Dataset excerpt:
>>>>
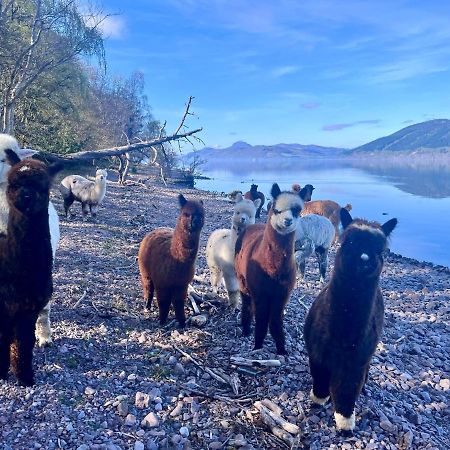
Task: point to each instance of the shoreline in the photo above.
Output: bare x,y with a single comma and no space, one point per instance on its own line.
106,351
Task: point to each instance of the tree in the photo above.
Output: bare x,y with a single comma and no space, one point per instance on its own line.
37,37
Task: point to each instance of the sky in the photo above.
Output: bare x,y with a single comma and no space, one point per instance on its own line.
325,72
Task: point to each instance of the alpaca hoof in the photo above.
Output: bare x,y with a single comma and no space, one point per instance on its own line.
318,400
44,341
344,423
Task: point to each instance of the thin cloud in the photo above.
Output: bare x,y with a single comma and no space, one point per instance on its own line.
310,105
341,126
284,70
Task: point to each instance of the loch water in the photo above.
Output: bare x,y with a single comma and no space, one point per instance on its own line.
<<<<
Task objective> Rewrite every one of the lines above, swapping "instance" for "occurrence" wherever it appears and keeping everything else the same. Omit the pictures.

The result>
Task: point to each occurrence of the shoreline in the photo above.
Output: bare x,y with a single comma and no space, one point per occurrence on its own line.
106,351
Task: point to each occurrence of the tree in the photo above.
Output: bare x,y with a single comma and no space, one point per occurrence on its own line.
37,37
Task: point to each occurrence of the sky in the photo above.
Output: bare x,y with a single comma and no space, one point per occurrence on its own line.
325,72
Task: point to each occurrence of the alpaca hoof in the photo above.
Output: bare x,y with a single comma and no space, one point per occurrence on its own line.
318,400
44,341
344,423
Task: point to each occurrence of the thin cloud in the photo above.
Output: bare x,y with a single comma and no space, one point per occurrence on its own line.
310,105
341,126
284,70
Task: point to each occurrence of the loch water in the photo above.
Output: bare x,y with a single comma and no space, one point per occurrence on its own line.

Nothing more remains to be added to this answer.